Description of the task: A word-for-word transcript of every entry is required.

[Records drawn from a dataset]
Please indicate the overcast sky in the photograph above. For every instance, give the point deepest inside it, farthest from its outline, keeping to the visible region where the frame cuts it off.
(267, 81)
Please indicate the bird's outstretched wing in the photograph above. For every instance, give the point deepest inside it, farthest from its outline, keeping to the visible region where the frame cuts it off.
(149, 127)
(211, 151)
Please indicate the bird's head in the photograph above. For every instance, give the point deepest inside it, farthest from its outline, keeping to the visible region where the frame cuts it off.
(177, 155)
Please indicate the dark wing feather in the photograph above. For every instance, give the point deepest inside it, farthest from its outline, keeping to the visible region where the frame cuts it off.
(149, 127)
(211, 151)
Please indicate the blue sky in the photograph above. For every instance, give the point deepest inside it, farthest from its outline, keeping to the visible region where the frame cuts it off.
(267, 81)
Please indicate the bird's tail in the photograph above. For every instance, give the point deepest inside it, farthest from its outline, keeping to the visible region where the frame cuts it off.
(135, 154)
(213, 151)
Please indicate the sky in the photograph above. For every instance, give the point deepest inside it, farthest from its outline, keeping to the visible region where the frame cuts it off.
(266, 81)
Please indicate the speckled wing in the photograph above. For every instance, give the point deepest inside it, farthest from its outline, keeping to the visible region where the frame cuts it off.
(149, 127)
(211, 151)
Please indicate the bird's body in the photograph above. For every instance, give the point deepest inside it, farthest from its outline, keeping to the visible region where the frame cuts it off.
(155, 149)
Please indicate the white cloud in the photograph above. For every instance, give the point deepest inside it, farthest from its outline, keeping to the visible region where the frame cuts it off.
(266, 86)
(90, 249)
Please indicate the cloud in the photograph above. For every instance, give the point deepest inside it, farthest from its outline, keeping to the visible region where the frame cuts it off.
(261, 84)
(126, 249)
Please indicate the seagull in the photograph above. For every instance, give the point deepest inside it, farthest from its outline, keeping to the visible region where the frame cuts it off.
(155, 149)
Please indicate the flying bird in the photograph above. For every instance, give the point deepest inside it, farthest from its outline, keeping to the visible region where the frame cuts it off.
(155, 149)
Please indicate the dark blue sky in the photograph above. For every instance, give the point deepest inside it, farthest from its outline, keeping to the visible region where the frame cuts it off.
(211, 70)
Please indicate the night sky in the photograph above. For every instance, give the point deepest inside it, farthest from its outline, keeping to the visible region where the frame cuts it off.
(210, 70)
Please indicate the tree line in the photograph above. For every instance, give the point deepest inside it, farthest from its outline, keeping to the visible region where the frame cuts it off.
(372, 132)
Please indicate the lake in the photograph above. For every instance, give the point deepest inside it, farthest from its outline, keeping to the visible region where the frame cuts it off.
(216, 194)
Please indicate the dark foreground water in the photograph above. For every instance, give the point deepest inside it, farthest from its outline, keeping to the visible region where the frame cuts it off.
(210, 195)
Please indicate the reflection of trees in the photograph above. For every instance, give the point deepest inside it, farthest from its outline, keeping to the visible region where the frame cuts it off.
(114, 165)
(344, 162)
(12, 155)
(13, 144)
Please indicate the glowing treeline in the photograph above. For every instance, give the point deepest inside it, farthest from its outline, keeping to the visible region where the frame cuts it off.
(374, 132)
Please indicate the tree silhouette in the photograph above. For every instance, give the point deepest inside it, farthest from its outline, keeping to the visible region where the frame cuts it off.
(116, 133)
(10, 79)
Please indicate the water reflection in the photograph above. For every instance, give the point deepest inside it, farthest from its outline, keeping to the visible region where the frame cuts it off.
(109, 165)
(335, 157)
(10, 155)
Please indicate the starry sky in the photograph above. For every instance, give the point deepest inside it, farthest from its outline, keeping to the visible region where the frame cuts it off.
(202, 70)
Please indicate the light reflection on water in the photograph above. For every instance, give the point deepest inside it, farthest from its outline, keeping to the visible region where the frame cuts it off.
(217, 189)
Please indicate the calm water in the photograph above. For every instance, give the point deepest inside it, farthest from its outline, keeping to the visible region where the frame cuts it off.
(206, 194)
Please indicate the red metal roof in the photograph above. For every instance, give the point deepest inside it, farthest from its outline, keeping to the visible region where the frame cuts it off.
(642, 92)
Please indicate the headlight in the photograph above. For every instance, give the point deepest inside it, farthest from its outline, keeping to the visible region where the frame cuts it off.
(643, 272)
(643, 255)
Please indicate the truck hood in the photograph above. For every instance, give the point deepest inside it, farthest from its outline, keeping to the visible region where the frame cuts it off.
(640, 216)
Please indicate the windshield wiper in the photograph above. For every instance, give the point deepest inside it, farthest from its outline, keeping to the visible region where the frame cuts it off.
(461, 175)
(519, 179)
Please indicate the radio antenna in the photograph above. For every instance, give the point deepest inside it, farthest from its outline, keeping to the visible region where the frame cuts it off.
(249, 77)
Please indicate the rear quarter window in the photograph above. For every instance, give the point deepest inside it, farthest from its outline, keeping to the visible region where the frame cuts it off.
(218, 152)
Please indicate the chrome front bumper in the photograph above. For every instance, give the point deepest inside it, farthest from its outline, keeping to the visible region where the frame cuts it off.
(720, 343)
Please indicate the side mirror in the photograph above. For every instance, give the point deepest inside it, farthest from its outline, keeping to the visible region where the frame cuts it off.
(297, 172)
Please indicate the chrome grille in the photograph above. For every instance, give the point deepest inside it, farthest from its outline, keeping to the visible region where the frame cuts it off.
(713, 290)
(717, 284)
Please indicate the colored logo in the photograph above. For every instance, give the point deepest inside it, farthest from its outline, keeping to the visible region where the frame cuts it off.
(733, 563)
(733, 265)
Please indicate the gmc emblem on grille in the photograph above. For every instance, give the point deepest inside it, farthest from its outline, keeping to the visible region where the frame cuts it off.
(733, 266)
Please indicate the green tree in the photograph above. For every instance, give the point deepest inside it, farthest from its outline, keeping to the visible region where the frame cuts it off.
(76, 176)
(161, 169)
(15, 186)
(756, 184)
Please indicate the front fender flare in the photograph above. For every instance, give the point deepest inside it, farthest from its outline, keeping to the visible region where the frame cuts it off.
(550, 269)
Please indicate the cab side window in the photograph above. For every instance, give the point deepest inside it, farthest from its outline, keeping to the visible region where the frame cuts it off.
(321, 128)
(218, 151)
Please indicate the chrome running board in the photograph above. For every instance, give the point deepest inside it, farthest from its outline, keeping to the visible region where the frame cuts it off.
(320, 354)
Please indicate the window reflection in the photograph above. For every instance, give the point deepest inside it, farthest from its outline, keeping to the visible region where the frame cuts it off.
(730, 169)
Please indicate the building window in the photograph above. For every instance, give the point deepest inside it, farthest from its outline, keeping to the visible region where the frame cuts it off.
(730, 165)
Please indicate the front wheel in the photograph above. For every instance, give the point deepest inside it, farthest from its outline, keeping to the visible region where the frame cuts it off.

Solution for this problem:
Please indicate the overcast sky in the photograph above. For every instance, give the point deepest inside it, farthest from its outline, keeping to the visible region where the frame cuts it off.
(267, 81)
Please indicate the bird's outstretched wing in the photograph above. For every instance, give the point deepest inside it, farthest from its outline, keeping to the visible region where the frame cuts it off.
(149, 127)
(211, 151)
Please indicate the bird's head in the photograph above. For every instance, give the point deepest inside it, farthest from its outline, keeping to the visible region where the frame cuts it off.
(177, 155)
Please indicate the dark wing feather in the photograph above. For every instance, give the point deepest inside it, farthest from its outline, keeping to the visible region where the frame cuts it off.
(149, 127)
(211, 151)
Please indicate the blue sky in the photograph above. For every instance, give the point deepest inside it, farthest from its outline, keeping to the visible region where the frame cuts it off.
(267, 81)
Please indicate the bird's tail in the photograph above. For every instance, give the point deepest inside it, farthest from its outline, keeping to the visible region where the frame cuts it off.
(135, 154)
(213, 151)
Please indicate the sky in the photograph above. For every instance, give the point deepest inside it, farthest from its outline, keeping to the visible region where the frame cuts it off.
(266, 81)
Please indicate the speckled wing in the photograph above. For every instance, give the point deepest inside it, farthest from its outline, keeping to the visible region where the frame cuts it off.
(149, 127)
(211, 151)
Please indicate the bird's body in the photograph above. For every instance, give the point deepest inside it, farthest from its outline, keeping to the visible region where the frame cuts it off.
(155, 149)
Please indicate the white cloud in the photograph above. For every instance, give the point deepest inside it, farthest from its outline, keeping to the visible region where the frame cuts it off.
(266, 86)
(90, 249)
Please indicate the cloud in the photograph above. For every instance, give the point deepest inside it, farthest from its outline, keeping to the visible region where the frame cuts it off.
(261, 84)
(126, 249)
Please indicate the seagull in the photograph above. For every instance, give the point deepest inside it, farthest from its outline, keeping to the visible region where the frame cuts it off.
(155, 149)
Please indicate the flying bird in the photograph above. For every instance, give the point deepest inside it, farthest from its outline, keeping to the visible region where the frame cuts it off.
(155, 149)
Please indicate the dark blue sky in the photograph above. For every instance, give the point deepest inside it, farthest from its outline, keeping to the visible region where the frame cuts it off.
(211, 70)
Please indicate the night sky in the photograph above. For every instance, give the point deepest inside it, farthest from its outline, keeping to the visible region where the frame cuts it off.
(210, 70)
Please indicate the tree line in the photograph above. For every instance, give the point deepest inside it, farthest from its outline, keeping to the visible region where the frame cuts it off.
(372, 132)
Please indicate the lake in the photograph above. For every instance, give the point deepest inside it, farthest from its outline, keeping to the visible region where the frame cuts it off.
(216, 194)
Please indicate the dark foreground water in the photograph above. For every instance, give the point deepest inside it, farthest from its outline, keeping to the visible region where the frame cuts it off.
(210, 195)
Please indicate the reflection of trees in the photograph above. For every instance, give the point deepest inside it, farthest from its outline, keeping to the visible region where the frame cuts it off.
(114, 165)
(344, 162)
(12, 155)
(13, 144)
Please indicate the glowing treeline in the photograph above. For every instance, give the point deepest inside it, farthest from its outline, keeping to the visible region where the frame cuts it off.
(374, 132)
Please indicate the tree silhouette in the photograph above. For every instance, give the point deepest inside it, farthest from its outline, keeping to the visible region where the frame cuts it off.
(116, 133)
(10, 79)
Please indicate the water reflection in the photograph above. For every instance, give the point deepest inside it, farthest from its outline, keeping to the visible region where the frame cuts it off.
(109, 165)
(335, 157)
(10, 155)
Please indicate the starry sky in the photograph above. For every instance, give the point deepest inside it, farthest from its outline, keeping to the visible region where the frame cuts it off.
(202, 70)
Please indicate the light reflection on water in the photograph above. For every instance, give the point deepest inside it, farthest from its outline, keeping to the visible region where the frame cuts it off.
(217, 189)
Please indicate the calm water in the photograph above. For every instance, give the point deepest inside it, farthest from its outline, keeping to the visible region where the frame cuts it off.
(206, 194)
Please indicate the red metal roof in the photograph above. For every instance, give the point deepest inside it, farthest from its outline, keeping to the visible region where the frame cuts it off.
(642, 92)
Please indicate the headlight in the photograph above. For every instance, give the point deepest inside it, farthest from its outline, keeping to the visible region where the frame cuts it off.
(643, 272)
(643, 255)
Please indicate the truck hood in the photograph above. For every instance, give the point deepest inside it, farthest from its outline, keeping to the visible region where the frame cuts it off.
(640, 216)
Please indicate the windshield wiper in the photograph above. For every instance, give the point deepest inside it, farthest from its outline, keeping to the visible region where the frame cuts it off.
(461, 175)
(519, 179)
Please indicate the radio antenna in the photograph above. For every instance, give the point deepest inside it, farthest from its outline, keeping to the visible region where the frame cuts it off.
(249, 77)
Please indicate the rear quarter window in the photograph above. For every instance, give the point deepest inside it, farthest from its outline, keeping to the visible region where the frame cuts it off.
(218, 152)
Please indicate the chrome front bumper in the photograph above. For every instance, give the point deepest inside it, farthest from its outline, keeping to the visible region where the frame cuts it off.
(720, 343)
Please indicate the side mirror in the photograph above. For every instance, give the point deepest inside it, farthest from its outline, keeping to the visible region where the frame cuts it off.
(297, 172)
Please indicate the chrome grille in the photograph above. For every instance, give the point deepest inside it, farthest from its outline, keeping to the visible region where the frame cuts it off.
(713, 290)
(717, 284)
Please indicate the colored logo in the photograph above. For every instance, give the point deepest inside it, farthest from its outline, keeping to the visible region where the frame cuts it off.
(733, 563)
(733, 265)
Please indicate the gmc emblem on grille in the photograph above. For every instance, give the point deepest inside it, farthest from its outline, keeping to the visible region where the frame cuts it off.
(733, 266)
Please indicate the green tree in the photograph above. For every instance, give the point deepest inside it, farthest from its outline, keeping to the visible region where the frame cuts it off.
(76, 176)
(161, 169)
(15, 186)
(756, 184)
Please indicate the front fender flare in the photograph above. For every instance, give the point deepest inside it, farthest from its outline, keeping to the visible region where the frame cuts it off.
(550, 269)
Please indicate the cab side window in the photograph above. For every instance, give the point deepest inside it, farthest from its outline, keeping to the visible region where the frame cuts it off.
(321, 128)
(218, 151)
Please indicate the chrome running board in the photograph above. For every instance, give the point deepest inside it, farthest from its outline, keeping to the visible region where the frame cuts it off.
(320, 354)
Please indicate the window reflection in the photograph above. For every instance, give the point deepest inside it, farthest from its outline, keeping to the visible region where the frame cuts it off.
(730, 169)
Please indicate the building window in the photograph above. For every instance, give the point deepest inside it, farthest from its outline, keeping to the visible region where the frame cuts it off.
(730, 165)
Please indicate the front wheel in the photograph above. For every instance, give the point deepest inside it, farthest from its outline, keeping to the visible region where the frame cuts it off.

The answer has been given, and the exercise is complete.